AIM OF THE EXERCISE. Name every alarm state listed in the Cloud Monitoring text below, with the meaning given for each.

TEXT EXCERPT.

=======

Cloud Monitoring

Cloud Monitoring helps understand and visualize the performance and health of AWS resources.
The main AWS service for monitoring is Amazon CloudWatch.

CloudWatch Metrics

Definition

Metrics: Variables that represent the performance of AWS resources over time.
Examples:
- CPUUtilization (for EC2)
- NetworkIn and NetworkOut
- Billing (total AWS spending)

Key Points

Metrics are timestamped data points collected periodically.
You can visualize metrics in CloudWatch Dashboards.
Billing Metric:
- Available only in us-east-1 region.
- Represents total AWS spending for the entire account.
- Resets monthly.

Common Metrics by Service

Service	Common Metrics	Notes
EC2	CPUUtilization, StatusCheck, NetworkIn/Out	RAM metrics are not available
EBS	DiskReadOps, DiskWriteOps	Measures disk I/O
S3	BucketSizeBytes, NumberOfObjects, AllRequests	Tracks storage and request activity
Billing	EstimatedCharges	Account-wide billing data (us-east-1)
Service Limits	API usage	Helps monitor resource limits
Custom Metrics	User-defined	Push your own metrics if needed

Metric Frequency

Standard Monitoring: every 5 minutes (default, free).
Detailed Monitoring: every 1 minute (paid).

CloudWatch Alarms

Alarms trigger actions based on metric thresholds.
Example: When CPU utilization > 90%, send an alert.

Alarm Actions

Auto Scaling Actions – increase/decrease EC2 instance count automatically.
EC2 Actions – stop, terminate, reboot, or recover instances.
SNS Notifications – send alerts via email, SMS, or other channels.

Billing Alarms

Set alarms on the Billing metric to get notified when estimated charges exceed a certain amount (e.g., $10 or $20).

Alarm States

State	Meaning
OK	Metric within normal range
INSUFFICIENT_DATA	Not enough data points
ALARM	Threshold breached (bad condition)

Evaluation Options

You can configure:
- Statistic type (average, min, max, percentage)
- Evaluation period (e.g., 5 minutes, 1 hour)

Summary

CloudWatch Metrics track performance data.
CloudWatch Alarms automate responses or notifications when thresholds are crossed.

=======

EXTRACTED DATA.
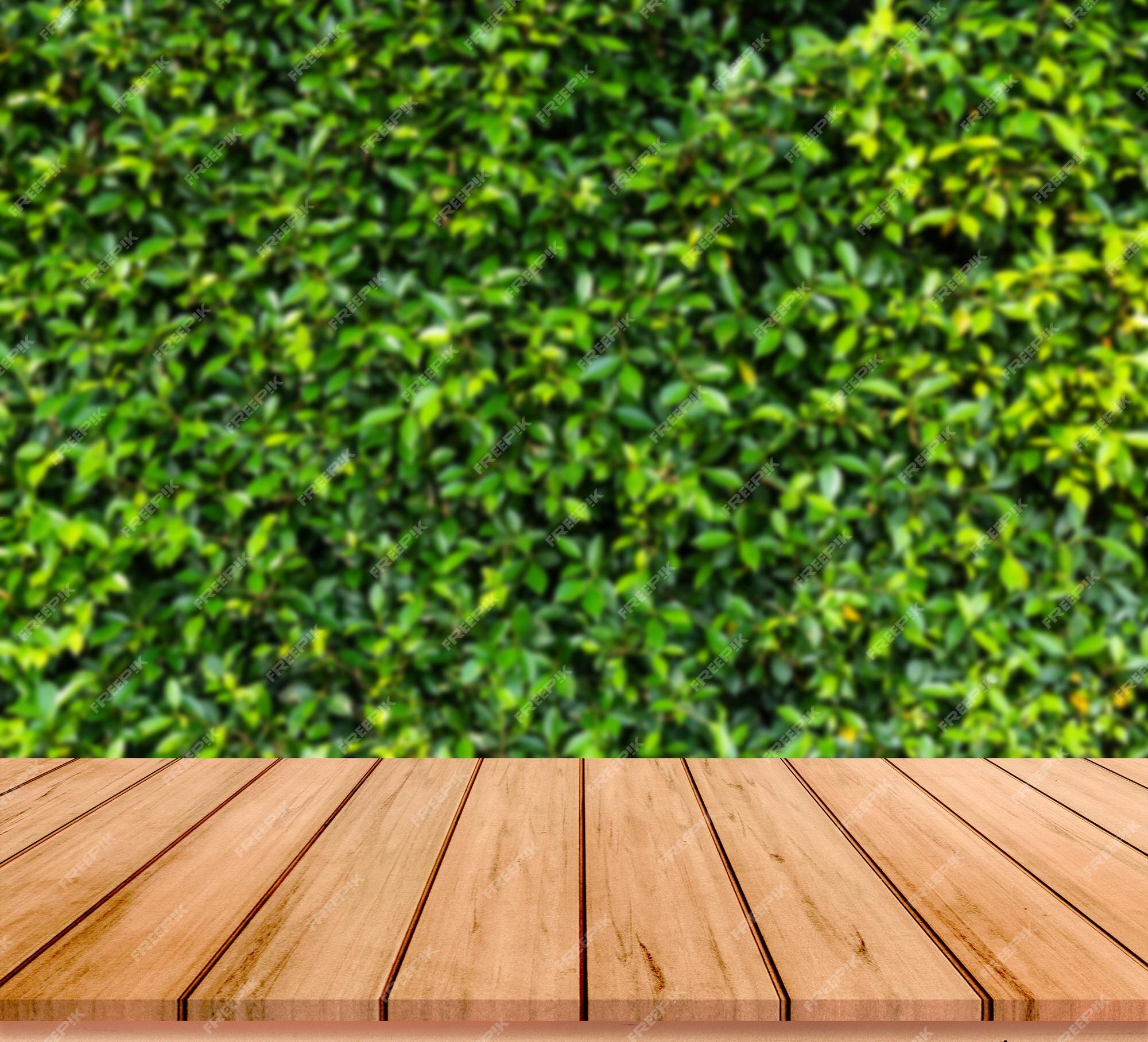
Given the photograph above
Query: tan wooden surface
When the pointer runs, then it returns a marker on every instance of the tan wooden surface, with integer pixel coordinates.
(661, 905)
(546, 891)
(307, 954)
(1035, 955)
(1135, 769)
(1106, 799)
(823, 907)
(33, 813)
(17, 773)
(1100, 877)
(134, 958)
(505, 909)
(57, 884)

=======

FINAL RESULT.
- OK: Metric within normal range
- INSUFFICIENT_DATA: Not enough data points
- ALARM: Threshold breached (bad condition)